Return every record below exactly.

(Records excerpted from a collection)
________

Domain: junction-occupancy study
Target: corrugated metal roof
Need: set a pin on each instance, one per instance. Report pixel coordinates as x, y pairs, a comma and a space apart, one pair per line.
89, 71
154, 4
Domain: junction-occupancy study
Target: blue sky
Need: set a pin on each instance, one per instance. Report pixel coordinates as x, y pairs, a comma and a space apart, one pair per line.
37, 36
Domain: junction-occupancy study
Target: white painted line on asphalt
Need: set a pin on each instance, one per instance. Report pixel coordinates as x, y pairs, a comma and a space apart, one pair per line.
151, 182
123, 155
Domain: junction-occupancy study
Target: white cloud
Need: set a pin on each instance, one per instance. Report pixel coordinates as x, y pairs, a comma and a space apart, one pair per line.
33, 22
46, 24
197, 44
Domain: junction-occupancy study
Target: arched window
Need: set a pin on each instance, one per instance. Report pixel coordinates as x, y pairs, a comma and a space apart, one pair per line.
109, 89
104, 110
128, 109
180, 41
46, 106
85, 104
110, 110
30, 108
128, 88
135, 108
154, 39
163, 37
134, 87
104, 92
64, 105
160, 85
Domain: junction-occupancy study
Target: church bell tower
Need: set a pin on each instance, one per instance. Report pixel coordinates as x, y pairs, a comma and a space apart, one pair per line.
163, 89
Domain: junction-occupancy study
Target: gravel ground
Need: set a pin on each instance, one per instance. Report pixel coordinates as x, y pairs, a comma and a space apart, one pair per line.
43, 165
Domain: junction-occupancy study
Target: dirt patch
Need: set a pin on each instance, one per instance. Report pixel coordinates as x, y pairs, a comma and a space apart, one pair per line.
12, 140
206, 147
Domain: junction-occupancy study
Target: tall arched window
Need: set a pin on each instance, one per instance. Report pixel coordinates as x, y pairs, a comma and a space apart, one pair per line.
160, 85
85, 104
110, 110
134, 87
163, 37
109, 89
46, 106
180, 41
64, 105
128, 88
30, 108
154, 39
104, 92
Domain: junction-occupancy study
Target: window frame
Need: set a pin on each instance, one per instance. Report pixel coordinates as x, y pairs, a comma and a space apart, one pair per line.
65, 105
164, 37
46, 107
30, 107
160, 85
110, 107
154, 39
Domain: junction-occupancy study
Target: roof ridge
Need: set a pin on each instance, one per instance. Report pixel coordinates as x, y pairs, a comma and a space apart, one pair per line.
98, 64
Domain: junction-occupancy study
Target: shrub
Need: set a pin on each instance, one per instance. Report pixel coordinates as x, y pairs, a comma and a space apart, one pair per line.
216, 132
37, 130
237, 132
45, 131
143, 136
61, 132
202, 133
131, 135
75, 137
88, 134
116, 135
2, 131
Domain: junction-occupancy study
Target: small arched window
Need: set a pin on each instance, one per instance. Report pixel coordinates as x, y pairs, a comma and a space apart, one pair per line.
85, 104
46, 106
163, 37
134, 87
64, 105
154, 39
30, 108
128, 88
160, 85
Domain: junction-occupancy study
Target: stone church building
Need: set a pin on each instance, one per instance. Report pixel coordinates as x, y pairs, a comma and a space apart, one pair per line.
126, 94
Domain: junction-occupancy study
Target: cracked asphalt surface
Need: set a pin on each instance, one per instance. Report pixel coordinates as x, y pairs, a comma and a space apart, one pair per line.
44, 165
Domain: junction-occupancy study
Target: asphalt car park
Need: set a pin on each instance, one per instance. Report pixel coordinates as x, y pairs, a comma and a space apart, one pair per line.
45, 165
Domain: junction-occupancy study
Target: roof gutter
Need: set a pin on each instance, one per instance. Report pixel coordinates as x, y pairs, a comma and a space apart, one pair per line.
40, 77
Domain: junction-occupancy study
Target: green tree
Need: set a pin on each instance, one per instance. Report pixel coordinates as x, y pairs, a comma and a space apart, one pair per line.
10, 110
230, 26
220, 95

________

## Solved exercise
Domain: junction-occupancy study
Target: corrugated metal roof
Need: set a pin on each instance, one per instance. Report pixel coordinates as x, y pairs, a comma and a space apart, one pair per line.
89, 71
154, 4
Domain: junction-occupancy study
Target: blue sky
Need: set a pin on each instance, one per instance. Report pixel coordinates as x, y pairs, a comma and a space apart, one pair per line.
37, 36
Domain: junction-occupancy study
Target: white painted line on asphalt
Need: set a pin on each instance, one per instance. Report pixel coordinates as x, y pairs, a comma and a space apart, one pair per line.
151, 182
123, 155
Domain: junction-occupancy study
Target: white cloud
Need: set a pin on each instance, one per instance. Report pixel coordinates as x, y pairs, a comma and a space apart, one pair per line.
33, 22
46, 24
197, 44
Domain: junction-occupancy study
Target: arched window
Need: set a pin on each instance, one per instance. Report pixel coordinates as x, y pairs, a comma and a space apart, one pair per line.
109, 89
104, 110
128, 109
180, 41
46, 106
85, 104
110, 110
30, 108
128, 88
135, 108
154, 39
163, 37
134, 87
104, 92
64, 105
160, 85
Domain: junction-occupancy study
Target: church bell tower
Need: set a pin on each instance, one per instance. Report pixel coordinates as x, y pairs, a comma and a space apart, one pair per line.
163, 89
Domain: junction-occupancy study
Target: gravel ground
Need: set a pin on each instance, one per instance. Report pixel coordinates as x, y pairs, a comma and a space apart, one pair per line.
43, 165
Domain: junction-occupancy study
Target: dirt patch
Need: set a pin on each instance, one per instance. Report pixel coordinates as x, y pairs, a comma and a space apart, one pair per line.
12, 140
206, 147
Domain: junction-occupancy study
Target: tall arched window
Need: set a pin on each instance, one per instance. Report pixel coordinates as x, y pairs, a comma and a space apart, one pair per line.
160, 85
85, 104
110, 110
134, 87
163, 37
109, 89
46, 106
180, 41
64, 105
128, 88
30, 108
154, 39
104, 92
Domain: junction-occupancy study
Target: window frame
Need: set a pin on each instance, one per instance. Report pixel coordinates as x, y pairs, a comma and a space apart, one pair per line.
65, 105
164, 37
46, 107
30, 107
160, 85
110, 107
154, 39
Domain: junction-occupancy study
Target: roof ridge
Need: set a pin on each instance, one per instance. Report pixel coordinates as x, y pairs, a comma and a space apart, one pair per line.
98, 64
Domain: junction-occupancy study
Target: shrub
Need: set a pin on each instance, one per instance. Report pixel coordinates as x, y pairs, a comma and a space apart, one pair per line.
216, 132
37, 130
237, 132
45, 131
143, 136
61, 132
202, 133
131, 135
75, 137
88, 134
116, 135
2, 131
Domain: junction-occupancy study
Target: small arched window
Need: set a pin on each instance, one per instance. Report pixel coordinates as x, y pairs, a comma and a space apart, one pair per line.
85, 104
46, 106
163, 37
134, 87
64, 105
154, 39
30, 108
128, 88
160, 85
Domain: junction-occupancy study
Target: stone church building
Need: set a pin on each instance, one per instance. Report pixel coordinates as x, y pairs, a comma and a space apart, one pair per line.
126, 94
Domain: junction-occupancy study
Target: cracked asphalt surface
Need: set a pin on each instance, one per instance. Report pixel coordinates as x, y pairs, a comma and a space apart, one pair per line.
44, 165
Domain: junction-occupancy study
Target: asphalt car park
Need: set a pin on each instance, one per instance. Report pixel coordinates as x, y pairs, a comma and a space apart, one pair per line.
45, 165
Domain: junction-occupancy study
Target: roof gutter
Need: set a pin on each instance, one per instance. Report pixel coordinates as x, y pairs, a comma and a space apart, one pair per line.
40, 77
Domain: junction-occupancy study
Target: green tree
Need: set a pin on each instance, one per instance. Report pixel coordinates as x, y pairs, a comma and a space apart, one pair per line.
10, 110
230, 26
220, 95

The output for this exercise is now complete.